§ Task item
In the data below, find every line with the word "spoon" and copy it out.

··· Extracted material ···

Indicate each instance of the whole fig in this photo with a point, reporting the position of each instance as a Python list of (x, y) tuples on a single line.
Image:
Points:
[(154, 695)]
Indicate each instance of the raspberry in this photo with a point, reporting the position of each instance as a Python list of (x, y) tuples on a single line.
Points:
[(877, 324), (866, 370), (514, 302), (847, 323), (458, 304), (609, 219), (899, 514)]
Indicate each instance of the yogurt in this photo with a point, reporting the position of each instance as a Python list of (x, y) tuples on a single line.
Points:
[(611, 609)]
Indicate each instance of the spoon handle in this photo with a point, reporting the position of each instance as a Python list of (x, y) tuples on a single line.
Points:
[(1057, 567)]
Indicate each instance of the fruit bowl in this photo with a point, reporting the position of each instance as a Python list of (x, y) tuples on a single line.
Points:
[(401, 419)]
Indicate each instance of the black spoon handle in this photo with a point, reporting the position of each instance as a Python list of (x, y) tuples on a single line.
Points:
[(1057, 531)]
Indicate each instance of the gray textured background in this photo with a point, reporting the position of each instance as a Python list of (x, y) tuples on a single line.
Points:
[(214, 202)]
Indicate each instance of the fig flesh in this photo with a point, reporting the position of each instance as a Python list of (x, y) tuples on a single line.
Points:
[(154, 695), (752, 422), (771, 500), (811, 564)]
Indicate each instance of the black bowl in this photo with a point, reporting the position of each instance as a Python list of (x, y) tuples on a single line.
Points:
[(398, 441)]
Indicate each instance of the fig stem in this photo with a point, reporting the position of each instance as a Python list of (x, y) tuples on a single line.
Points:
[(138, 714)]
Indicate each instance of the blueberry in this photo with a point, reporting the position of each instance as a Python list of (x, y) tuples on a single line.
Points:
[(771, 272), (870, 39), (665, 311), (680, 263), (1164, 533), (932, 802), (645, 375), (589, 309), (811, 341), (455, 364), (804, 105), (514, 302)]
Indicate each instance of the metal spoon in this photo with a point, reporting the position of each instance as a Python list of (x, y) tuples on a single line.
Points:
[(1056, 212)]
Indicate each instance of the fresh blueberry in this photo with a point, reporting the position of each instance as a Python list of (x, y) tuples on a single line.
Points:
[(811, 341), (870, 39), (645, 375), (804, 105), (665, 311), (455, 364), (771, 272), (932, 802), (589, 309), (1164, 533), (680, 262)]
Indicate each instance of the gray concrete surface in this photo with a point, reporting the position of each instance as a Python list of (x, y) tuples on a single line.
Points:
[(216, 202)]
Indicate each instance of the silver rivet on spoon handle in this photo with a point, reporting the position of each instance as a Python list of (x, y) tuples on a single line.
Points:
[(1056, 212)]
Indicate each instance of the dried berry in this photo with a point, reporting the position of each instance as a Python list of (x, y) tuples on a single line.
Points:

···

§ Task solution
Indicate each instance of the spoon handle in this photo with a point, reporting the position of each instance as a Python list of (x, y) tuples on a single line.
Indicate each instance of the black spoon handle in this photo with a point, reporting the position of each instance as a Python list of (x, y) tuples on a single line.
Indicate each instance of the metal spoon in this photo with a point, reporting the position of each instance as a Python list of (x, y) tuples on a single line.
Indicate each instance of the silver rivet on spoon handle in this photo with a point, reporting the position of each instance as a Python list of (x, y) tuples on a single line.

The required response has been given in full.